» Фрагмент документа:
┄┄┄┄┄┄┄┄┄┄┄┄┄┄┄┄┄┄┄┄

В процессе работы над «Бесами» Достоевский сделал характерную запись о совмещении разных аспектов повествования в его «Хронике» и о внутренней оправданности такой системы. Единственный критерий художественной истины верность, в том числе и психологическая всего изображаемого: «Я сидел у Грановского третьим и слушал его азартный разговор с Шатовым. Вообще, если я описываю разговоры даже сам-друг — не обращайте внимания: или я имею твердые данные, или, пожалуй, сочиняю сам — но знайте, что все верно». Дается даже примерный
вариант той формы, в какой будут вводиться «сочиненные» эпизоды: «Там, где говорит о заседаниях, делает, как Хроникер, примечание: может быть, у них и еще были заседания — и, конечно, были — я не знаю, но дело наверно происходило так.». И далее; «Я там их дело не знаю в Швейцарии, но сущность направления, философии, смысл действий определены у меня верно: за это ручаюсь» (там же).

┄┄┄┄┄┄┄┄┄┄┄┄┄┄┄┄┄┄┄┄

Ответьте по фрагменту о работе Достоевского над «Бесами» на три вопроса:
1. Как в записи назван повествовательный текст Достоевского?
2. Чей разговор с Шатовым слушал рассказчик?
3. В какой стране, по словам из записи, рассказчик «их дело не знает»?

» Записанные данные:
┄┄┄┄┄┄┄┄┄┄┄┄┄┄┄┄┄┄┄┄

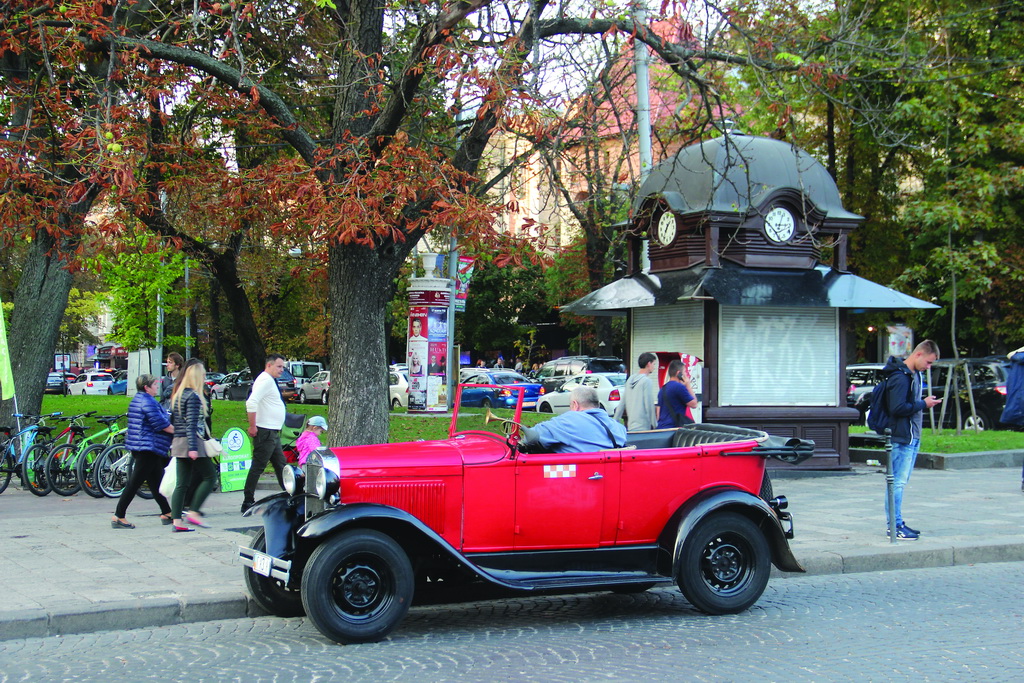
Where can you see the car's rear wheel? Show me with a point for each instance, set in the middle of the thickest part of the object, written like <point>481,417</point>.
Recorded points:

┄┄┄┄┄┄┄┄┄┄┄┄┄┄┄┄┄┄┄┄

» Ожидаемый ответ:
1. «Хроника».
2. Разговор Грановского с Шатовым.
3. В Швейцарии.